O G-4 e a Reforma do Conselho de Segurança - Parte I

Caros amigos do Diálogo Diplomático,

Estou de volta depois de uma semana, desta vez para tratar de um dos temas que mais têm concentrado a atenção da política externa brasileira: a reforma do Conselho de Segurança das Nações Unidas. Talvez de forma surpreendente, não houve ainda no concurso uma questão específica sobre este assunto, que pode - eu disse pode - ser uma aposta para as próximas provas.

A reforma do Conselho de Segurança tem sido debatida nas Nações Unidas pelo menos desde 1993, quando foi estabelecido por resolução da Assembléia Geral (A/48/26) o chamado Open-Ended Working Group (OEWG), encarregado de estudar as principais dimensões de uma eventual reforma do Conselho e, a partir de consultas com os Estados membros, apresentar sugestões pertinentes. Em 1997, o OEWG produziu seu primeiro resultado concreto, o chamado Plano Razali, que propunha a adição de cinco membros permanentes e de quatro não-permanentes ao Conselho. O Plano propunha ainda um draft de resolução da Assembléia Geral que previa, inclusive, a data da eleição dos novos membros permanentes: 28 de janeiro de 1998. Evidentemente, não se logrou reforma alguma, em grande parte porque superestimou-se o clima de euforia que viviam as Nações Unidas no imediato pós-Guerra Fria, e que começaria a ser desfeito com as crises da Somália (1993) e de Ruanda (1994), dando mais visibilidade ainda à relativa paralisia do principal órgão das Nações Unidas em lidar com problemas e desafios típicos do pós-Guerra Fria.

> OBJETIVO
Dê sequência ao texto sobre a reforma do Conselho de Segurança, a partir do ponto em que ele termina. Os itens abaixo não fazem falta.

> DADOS FORNECIDOS
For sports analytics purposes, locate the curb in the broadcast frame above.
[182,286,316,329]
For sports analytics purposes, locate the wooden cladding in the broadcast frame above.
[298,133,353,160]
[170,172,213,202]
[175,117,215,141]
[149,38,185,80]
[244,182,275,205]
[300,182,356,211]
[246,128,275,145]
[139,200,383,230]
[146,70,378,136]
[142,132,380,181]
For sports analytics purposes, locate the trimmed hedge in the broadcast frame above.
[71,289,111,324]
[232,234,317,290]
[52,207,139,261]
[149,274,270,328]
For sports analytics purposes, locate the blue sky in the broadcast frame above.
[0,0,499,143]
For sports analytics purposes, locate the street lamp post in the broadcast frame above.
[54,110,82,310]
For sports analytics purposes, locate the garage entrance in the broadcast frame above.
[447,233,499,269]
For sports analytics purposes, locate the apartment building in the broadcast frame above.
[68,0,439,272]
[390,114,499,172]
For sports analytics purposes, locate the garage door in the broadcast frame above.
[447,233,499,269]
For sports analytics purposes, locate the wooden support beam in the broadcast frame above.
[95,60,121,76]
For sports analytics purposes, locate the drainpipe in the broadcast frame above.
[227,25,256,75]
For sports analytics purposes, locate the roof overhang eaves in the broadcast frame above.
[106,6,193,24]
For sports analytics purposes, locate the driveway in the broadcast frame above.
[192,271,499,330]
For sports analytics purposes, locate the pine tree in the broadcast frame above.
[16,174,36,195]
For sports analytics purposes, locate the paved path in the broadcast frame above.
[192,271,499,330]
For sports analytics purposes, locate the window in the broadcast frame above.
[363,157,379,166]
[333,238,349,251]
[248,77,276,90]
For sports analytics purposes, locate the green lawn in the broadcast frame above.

> RESPOSTA
O ímpeto por reformas da Organização como um todo seria retomado durante a gestão de Kofi Annan (1997-2007). As mudanças pelas quais passou a cena internacional no período foram decisivas para alimentar a percepção de que a ONU deveria ser reformada, sob pena de não conseguir fazer frente aos desafios de um mundo radicalmente diferente daquele em que fora criada, em 1945, e de não conseguir cumprir os objetivos instituídos pela Carta de São Francisco. O 11 de Setembro e, especialmente, a II Guerra do Golfo confrontaram as Nações Unidas como marcos de uma nova era para a qual a Organização parecia não estar preparada.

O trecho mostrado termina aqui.